### EXCERPTED PASSAGE
══════

Free XOR based schemes, including half-gates, assume the existence of a hash function that is correlation robust  [IKNP03] and circular secure  [CKKZ12]. [GLNP18] specify an efficient scheme built on standard assumptions. Their technique uses two ciphertexts per AND gate and one ciphertext per XOR gate.

Our work is orthogonal to these gate-level improvements and our construction uses them. In particular, we focus on conditional branching only and leverage the existing half-gates technique to handle individual gates.

Universal circuits. In this work, we use cryptographic techniques to reduce the cost of conditionals. Another direction attempts to instead reduce cost by choosing alternate Boolean circuit representations. Universal circuits (UCs) can be programmed to implement any circuit in the entire universe of circuits of a given size n  [Val76]. Researchers continue to search for smaller UC constructions; recent work achieves size \(\approx 4.5 n \log n\)  [LMS16, KS16, GKS17, ZYZL18, AGKS19]. UCs implement conditionals by programming the UC to be the taken branch. When the GC generator knows the evaluated branch, the cost of UC programming is free as the generator directly programs the UC; otherwise programming is sent via \(O(n\log n)\) OTs. However, even in the former “free programming” case, implementing conditionals via UCs usually does not pay off. Even for branches with only \(2^{10}\) gates, the UC is \(4.5 \cdot 10 = 45\) times larger than a single branch. For typical conditionals with only 2–3 branches, it is cheaper to separately encrypt and send each branch.

Motivated in part by branching,  [KKW17] proposed a generalization of UCs called set universal circuits (\(\mathcal S\)-UCs). An \(\mathcal S\)-UC implements a fixed set of circuits \(\mathcal S\) rather than an entire size-n universe. [KKW17] focuses on the special case where \(|\mathcal S|\) is small, capturing the case where \(\mathcal S\) is a set of conditional branches. Their approach applies heuristics to embed \(\mathcal S\) into one programmable circuit. [KKW17] reports the performance of this heuristic for specific sets of circuits, achieving up to \(6{\times }\) GC size reduction for 32 branches. However, some sets did not improve over their original representations. Our work achieves up to \(32{\times }\) GC size reduction for 32 branches and requires no per-gate overhead, which is significant in  [KKW17] (about 22 garbled rows per gate). The work of  [Kol18] (Sect. 3.2) supersedes  [KKW17] when the GC generator knows the taken branch.

══════

### REQUIRED TASK 1
Using the excerpt on garbled circuits above, say whether each statement agrees with it. Answer yes or no for each, and quote the words from the excerpt that decide it.
(a) The technique of [GLNP18] uses two ciphertexts per AND gate.
(b) For typical conditionals with only 2–3 branches, using universal circuits costs less than encrypting each branch separately.
(c) The authors' work focuses on conditional branching only.

══════

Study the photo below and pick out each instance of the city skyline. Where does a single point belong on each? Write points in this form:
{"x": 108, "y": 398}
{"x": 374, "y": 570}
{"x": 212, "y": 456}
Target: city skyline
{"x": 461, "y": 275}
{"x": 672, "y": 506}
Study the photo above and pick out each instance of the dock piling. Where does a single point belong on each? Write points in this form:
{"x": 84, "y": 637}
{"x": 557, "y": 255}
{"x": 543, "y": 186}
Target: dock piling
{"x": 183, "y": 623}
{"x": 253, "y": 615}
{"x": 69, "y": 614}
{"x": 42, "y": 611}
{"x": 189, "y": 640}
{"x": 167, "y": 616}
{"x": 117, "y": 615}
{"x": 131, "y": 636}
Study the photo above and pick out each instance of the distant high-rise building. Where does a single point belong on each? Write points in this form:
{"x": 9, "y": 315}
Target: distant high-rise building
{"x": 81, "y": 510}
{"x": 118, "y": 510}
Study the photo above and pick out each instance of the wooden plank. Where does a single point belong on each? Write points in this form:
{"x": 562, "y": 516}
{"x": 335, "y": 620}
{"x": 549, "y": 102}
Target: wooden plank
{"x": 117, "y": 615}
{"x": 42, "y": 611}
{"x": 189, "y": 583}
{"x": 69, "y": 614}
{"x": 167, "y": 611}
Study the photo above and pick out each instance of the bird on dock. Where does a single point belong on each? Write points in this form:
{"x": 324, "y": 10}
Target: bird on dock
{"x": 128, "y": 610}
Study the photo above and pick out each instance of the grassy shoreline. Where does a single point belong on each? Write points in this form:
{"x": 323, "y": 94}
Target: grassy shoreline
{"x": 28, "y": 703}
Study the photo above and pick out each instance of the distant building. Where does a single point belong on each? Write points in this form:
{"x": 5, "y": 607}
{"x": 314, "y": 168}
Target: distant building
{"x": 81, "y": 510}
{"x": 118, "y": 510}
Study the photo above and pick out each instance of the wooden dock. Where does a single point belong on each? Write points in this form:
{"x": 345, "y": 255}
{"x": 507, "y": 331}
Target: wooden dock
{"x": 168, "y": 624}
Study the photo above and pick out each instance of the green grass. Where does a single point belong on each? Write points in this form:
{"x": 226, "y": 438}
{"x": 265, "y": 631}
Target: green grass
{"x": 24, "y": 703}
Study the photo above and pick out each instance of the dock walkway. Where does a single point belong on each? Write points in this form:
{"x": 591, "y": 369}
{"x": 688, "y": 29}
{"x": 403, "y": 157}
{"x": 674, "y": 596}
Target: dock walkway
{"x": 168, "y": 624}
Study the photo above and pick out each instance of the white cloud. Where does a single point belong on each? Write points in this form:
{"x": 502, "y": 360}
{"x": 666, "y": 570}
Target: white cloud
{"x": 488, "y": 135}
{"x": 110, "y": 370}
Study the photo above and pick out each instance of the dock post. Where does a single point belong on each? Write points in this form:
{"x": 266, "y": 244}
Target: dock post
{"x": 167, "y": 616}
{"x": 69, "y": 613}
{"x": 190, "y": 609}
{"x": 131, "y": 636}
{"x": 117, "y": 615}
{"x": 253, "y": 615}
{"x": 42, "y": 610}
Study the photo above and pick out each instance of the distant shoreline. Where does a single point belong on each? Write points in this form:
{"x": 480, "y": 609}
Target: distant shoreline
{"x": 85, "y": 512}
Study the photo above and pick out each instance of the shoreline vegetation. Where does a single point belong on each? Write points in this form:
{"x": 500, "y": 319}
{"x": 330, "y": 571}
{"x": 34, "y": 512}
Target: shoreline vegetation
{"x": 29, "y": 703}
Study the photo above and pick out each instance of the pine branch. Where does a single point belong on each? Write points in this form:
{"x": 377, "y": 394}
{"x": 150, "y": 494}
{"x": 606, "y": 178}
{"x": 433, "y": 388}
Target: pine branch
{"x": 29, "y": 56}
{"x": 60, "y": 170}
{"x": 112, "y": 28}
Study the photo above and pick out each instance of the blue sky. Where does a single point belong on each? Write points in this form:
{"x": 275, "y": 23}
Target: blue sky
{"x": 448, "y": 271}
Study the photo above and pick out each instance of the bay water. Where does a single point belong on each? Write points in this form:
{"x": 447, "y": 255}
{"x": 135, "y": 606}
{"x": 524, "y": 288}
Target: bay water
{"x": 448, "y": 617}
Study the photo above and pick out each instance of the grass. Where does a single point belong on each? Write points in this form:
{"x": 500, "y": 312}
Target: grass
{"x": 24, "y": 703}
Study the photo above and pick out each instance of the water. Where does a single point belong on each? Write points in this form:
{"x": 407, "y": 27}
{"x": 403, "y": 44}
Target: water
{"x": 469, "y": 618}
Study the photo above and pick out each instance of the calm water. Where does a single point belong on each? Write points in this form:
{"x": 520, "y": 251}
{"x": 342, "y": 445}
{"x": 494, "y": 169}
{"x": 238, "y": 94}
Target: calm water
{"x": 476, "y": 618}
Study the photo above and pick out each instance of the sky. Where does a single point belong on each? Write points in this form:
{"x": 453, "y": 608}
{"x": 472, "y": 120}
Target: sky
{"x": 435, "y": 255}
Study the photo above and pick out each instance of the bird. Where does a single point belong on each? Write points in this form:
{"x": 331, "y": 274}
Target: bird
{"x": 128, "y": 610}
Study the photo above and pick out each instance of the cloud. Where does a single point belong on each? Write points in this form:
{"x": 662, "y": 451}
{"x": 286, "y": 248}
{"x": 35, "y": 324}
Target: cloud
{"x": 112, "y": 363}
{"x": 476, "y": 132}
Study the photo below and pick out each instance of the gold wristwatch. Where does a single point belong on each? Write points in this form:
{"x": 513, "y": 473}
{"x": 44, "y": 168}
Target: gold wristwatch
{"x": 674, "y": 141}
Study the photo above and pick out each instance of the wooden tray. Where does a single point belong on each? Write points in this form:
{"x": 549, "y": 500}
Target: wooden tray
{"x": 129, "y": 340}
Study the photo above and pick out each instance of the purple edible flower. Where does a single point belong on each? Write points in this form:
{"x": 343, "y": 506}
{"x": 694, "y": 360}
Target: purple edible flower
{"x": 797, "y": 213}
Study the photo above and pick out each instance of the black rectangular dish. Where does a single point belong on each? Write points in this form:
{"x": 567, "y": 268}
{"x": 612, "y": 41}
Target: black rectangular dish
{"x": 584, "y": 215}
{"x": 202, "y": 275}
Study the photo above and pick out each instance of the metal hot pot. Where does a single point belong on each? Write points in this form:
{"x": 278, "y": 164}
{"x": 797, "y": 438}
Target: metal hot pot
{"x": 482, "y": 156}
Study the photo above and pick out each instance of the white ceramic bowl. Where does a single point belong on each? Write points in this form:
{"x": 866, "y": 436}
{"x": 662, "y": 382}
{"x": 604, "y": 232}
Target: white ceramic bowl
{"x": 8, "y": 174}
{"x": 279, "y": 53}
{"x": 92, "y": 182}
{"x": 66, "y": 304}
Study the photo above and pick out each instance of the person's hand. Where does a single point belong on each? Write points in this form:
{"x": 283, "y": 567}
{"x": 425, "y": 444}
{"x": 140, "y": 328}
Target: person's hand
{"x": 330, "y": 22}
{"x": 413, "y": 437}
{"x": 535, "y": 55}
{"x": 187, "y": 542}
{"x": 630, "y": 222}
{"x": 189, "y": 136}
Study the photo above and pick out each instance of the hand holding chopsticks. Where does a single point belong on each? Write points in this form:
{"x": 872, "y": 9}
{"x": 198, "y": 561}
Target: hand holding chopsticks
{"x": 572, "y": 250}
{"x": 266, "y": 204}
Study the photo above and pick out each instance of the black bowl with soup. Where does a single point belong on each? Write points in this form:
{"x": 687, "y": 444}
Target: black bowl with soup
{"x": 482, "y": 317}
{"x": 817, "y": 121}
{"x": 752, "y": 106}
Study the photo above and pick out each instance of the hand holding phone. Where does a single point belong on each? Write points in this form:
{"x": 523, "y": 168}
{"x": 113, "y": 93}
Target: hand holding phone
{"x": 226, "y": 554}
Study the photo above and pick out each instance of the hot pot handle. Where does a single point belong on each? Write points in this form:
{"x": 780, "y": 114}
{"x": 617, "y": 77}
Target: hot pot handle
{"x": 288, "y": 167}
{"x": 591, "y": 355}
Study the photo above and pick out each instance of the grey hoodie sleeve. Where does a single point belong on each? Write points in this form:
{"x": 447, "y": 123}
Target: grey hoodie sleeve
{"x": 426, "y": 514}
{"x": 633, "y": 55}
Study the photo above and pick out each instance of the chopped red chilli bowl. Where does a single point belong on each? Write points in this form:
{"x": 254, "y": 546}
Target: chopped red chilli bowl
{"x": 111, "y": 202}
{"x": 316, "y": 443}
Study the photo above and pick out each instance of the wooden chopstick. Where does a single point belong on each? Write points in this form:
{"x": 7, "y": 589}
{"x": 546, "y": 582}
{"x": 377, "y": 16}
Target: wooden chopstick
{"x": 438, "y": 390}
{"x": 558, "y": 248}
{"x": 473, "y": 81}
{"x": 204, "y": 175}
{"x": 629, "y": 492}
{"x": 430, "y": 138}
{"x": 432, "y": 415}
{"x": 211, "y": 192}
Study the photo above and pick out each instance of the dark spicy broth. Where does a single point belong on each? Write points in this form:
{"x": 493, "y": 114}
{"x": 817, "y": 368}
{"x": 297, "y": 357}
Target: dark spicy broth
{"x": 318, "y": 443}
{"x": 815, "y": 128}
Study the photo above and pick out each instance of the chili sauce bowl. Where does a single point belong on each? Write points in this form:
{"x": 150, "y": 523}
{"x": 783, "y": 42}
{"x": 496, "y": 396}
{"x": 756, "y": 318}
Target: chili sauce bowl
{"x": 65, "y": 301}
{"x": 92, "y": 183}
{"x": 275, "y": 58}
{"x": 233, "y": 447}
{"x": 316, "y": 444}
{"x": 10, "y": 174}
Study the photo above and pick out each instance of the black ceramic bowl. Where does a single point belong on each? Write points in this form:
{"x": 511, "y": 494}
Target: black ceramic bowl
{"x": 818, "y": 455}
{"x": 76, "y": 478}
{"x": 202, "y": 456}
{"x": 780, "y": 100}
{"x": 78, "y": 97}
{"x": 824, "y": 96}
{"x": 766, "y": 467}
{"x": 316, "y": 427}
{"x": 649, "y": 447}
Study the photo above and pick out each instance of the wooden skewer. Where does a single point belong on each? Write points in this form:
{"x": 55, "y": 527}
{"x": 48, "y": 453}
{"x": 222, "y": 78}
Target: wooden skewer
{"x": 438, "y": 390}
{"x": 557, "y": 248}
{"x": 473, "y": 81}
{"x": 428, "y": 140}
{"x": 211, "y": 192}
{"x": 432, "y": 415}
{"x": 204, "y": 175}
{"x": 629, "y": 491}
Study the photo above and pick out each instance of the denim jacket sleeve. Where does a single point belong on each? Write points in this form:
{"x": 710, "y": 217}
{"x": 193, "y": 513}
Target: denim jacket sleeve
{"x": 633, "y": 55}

══════

### REQUIRED TASK 2
Extract every line of the rows above that contains the word "soup". Case counts.

### TASK ANSWER 1
(a) Yes: "Their technique uses two ciphertexts per AND gate and one ciphertext per XOR gate."
(b) No: "For typical conditionals with only 2–3 branches, it is cheaper to separately encrypt and send each branch."
(c) Yes: "we focus on conditional branching only"

### TASK ANSWER 2
Study the photo above and pick out each instance of the black bowl with soup. Where does a single point belong on each? Write points in this form:
Target: black bowl with soup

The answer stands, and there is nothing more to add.